*** Provided passage ***
It was the summer of love: in 1969 a half a million people gathered together to listen to music, take drugs, have sex, roll around in the mud, and share a densely populated area for one long weekend.
And guess what? The whole thing happened during a health pandemic. In 1968 the H3N2 pandemic came to the US from Hong Kong. It killed more than 100,000 Americans, mostly over the age of 65, which was more combined fatalities than both the Vietnam and Korean Wars. Schools, movie theaters, bars, tattoo parlors, restaurants, and, of course, concerts venues stayed open. The stock market didn’t crash, Congress didn’t issue a lock down order, the Federal reserve had no involvement, there was no spike in the suicide rate, violent criminals weren’t freed from jail, and nobody arrested surfers or hair stylists.
Stock markets didn’t crash because of the flu. Congress passed no legislation. The Federal Reserve did nothing. Not a single governor acted to enforce social distancing, curve flattening (even though hundreds of thousands of people were hospitalized), or banning of crowds. No mothers were arrested for taking their kids to other homes. No surfers were arrested. No daycares were shut even though there were more infant deaths with this virus than the one we are experiencing now. There were no suicides, no unemployment, no drug overdoses attributable to flu.
Media covered the pandemic but it never became a big issue.
*** End of Provided passage ***
Prompt A ->
Rewrite the paragraph beginning "Stock markets didn't crash" from the passage about the 1969 gathering and the flu pandemic as a short list, keeping its main facts.
Prompt B ->
According to the passage about the 1969 gathering and the flu pandemic, where did the H3N2 pandemic come to the US from?
Prompt C ->
Output the part of the passage about the 1969 gathering and the flu pandemic that opens with the words containing "Stock markets didn’t" and closes with "a big issue.".
The data that comes after this isn't needed for anything here.
*** Supplied entries ***
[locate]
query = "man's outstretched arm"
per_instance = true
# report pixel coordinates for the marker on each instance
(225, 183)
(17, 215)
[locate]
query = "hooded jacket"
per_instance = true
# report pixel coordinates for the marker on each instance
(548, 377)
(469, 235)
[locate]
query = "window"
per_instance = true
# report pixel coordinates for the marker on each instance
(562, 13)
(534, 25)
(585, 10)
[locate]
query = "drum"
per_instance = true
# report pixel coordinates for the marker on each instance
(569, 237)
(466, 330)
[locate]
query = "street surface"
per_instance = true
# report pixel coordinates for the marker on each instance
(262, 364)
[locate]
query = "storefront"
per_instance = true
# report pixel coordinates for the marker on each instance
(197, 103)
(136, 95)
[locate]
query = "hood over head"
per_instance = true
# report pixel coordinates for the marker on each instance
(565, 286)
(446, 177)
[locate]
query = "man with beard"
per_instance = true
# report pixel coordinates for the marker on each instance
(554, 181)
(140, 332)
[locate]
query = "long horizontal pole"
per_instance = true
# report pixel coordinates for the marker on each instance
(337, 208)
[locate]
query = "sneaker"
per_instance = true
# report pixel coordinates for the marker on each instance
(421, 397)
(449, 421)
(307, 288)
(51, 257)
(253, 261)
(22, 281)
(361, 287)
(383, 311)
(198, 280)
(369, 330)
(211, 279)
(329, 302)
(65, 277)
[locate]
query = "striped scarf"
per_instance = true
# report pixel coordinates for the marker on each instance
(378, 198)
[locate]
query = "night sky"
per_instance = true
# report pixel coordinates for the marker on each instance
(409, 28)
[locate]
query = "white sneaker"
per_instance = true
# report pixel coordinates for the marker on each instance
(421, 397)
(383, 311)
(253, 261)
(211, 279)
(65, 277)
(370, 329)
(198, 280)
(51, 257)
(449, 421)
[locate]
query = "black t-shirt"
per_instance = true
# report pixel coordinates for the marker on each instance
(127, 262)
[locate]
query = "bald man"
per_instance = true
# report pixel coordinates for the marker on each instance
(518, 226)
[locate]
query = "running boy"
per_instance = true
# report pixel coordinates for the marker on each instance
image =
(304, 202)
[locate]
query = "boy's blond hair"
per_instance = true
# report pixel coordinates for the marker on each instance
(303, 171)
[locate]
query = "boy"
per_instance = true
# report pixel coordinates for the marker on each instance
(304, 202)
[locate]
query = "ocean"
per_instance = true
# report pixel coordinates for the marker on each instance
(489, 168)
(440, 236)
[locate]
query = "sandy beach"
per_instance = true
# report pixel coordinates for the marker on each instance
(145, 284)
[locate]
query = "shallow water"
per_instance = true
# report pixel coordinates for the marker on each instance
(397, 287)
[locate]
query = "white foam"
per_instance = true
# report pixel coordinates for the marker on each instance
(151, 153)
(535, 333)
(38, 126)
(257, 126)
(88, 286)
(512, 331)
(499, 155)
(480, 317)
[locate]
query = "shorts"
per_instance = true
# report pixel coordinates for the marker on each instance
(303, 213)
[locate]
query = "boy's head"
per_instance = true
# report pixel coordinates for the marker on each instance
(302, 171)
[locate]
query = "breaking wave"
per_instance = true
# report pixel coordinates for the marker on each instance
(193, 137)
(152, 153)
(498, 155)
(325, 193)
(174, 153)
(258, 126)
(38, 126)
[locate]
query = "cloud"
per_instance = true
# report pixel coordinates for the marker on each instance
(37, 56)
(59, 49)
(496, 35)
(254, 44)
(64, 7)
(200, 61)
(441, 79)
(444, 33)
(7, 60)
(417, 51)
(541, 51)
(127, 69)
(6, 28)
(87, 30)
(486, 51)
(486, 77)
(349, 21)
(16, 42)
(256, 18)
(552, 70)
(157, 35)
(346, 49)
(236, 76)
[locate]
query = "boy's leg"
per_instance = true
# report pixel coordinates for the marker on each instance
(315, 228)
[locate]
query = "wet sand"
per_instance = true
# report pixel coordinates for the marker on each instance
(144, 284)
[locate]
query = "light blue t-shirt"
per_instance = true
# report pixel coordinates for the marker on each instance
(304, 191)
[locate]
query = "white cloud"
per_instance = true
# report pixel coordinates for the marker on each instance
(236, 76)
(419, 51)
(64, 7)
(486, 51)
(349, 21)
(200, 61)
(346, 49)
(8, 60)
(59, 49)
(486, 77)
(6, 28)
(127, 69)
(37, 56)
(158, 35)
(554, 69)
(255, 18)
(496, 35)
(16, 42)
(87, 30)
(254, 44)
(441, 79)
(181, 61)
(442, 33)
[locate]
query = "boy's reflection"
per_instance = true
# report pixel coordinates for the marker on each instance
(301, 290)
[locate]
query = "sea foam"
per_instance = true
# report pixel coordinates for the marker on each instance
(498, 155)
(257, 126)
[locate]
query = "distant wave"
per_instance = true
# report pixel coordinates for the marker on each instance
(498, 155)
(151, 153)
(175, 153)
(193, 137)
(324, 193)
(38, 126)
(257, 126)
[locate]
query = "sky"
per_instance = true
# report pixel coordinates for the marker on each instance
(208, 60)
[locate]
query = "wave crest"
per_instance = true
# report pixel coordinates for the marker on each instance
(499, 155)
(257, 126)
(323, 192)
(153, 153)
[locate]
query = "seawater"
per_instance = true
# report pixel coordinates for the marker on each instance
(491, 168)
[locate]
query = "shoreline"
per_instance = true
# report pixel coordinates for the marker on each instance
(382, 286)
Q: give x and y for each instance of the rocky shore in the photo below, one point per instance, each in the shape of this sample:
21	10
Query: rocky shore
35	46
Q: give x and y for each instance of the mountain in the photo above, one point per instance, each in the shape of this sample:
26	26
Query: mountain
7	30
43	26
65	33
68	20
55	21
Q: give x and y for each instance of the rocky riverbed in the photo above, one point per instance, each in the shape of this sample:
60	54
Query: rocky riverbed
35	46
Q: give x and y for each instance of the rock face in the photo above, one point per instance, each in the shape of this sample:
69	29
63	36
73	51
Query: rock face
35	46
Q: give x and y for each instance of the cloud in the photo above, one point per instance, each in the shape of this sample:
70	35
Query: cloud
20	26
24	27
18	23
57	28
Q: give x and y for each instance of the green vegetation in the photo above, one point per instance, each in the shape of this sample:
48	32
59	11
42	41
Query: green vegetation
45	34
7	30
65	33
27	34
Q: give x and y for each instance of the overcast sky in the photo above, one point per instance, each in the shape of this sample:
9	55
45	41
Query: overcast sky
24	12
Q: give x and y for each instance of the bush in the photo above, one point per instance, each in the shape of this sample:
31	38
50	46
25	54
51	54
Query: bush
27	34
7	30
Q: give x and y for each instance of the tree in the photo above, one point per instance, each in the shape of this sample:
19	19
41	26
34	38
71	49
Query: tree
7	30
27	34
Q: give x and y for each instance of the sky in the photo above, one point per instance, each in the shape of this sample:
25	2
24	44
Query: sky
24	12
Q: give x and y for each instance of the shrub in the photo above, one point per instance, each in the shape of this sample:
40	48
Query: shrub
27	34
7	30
*** End of Supplied entries ***
Exercise response A ->
- Stock markets didn't crash because of the flu.
- Congress passed no legislation, and the Federal Reserve did nothing.
- No governor enforced social distancing, curve flattening, or crowd bans, even though hundreds of thousands of people were hospitalized.
- No mothers or surfers were arrested.
- No daycares were shut, though this virus caused more infant deaths than the current one.
- No suicides, unemployment, or drug overdoses were attributable to the flu.

Exercise response B ->
Hong Kong.

Exercise response C ->
Stock markets didn’t crash because of the flu. Congress passed no legislation. The Federal Reserve did nothing. Not a single governor acted to enforce social distancing, curve flattening (even though hundreds of thousands of people were hospitalized), or banning of crowds. No mothers were arrested for taking their kids to other homes. No surfers were arrested. No daycares were shut even though there were more infant deaths with this virus than the one we are experiencing now. There were no suicides, no unemployment, no drug overdoses attributable to flu.
Media covered the pandemic but it never became a big issue.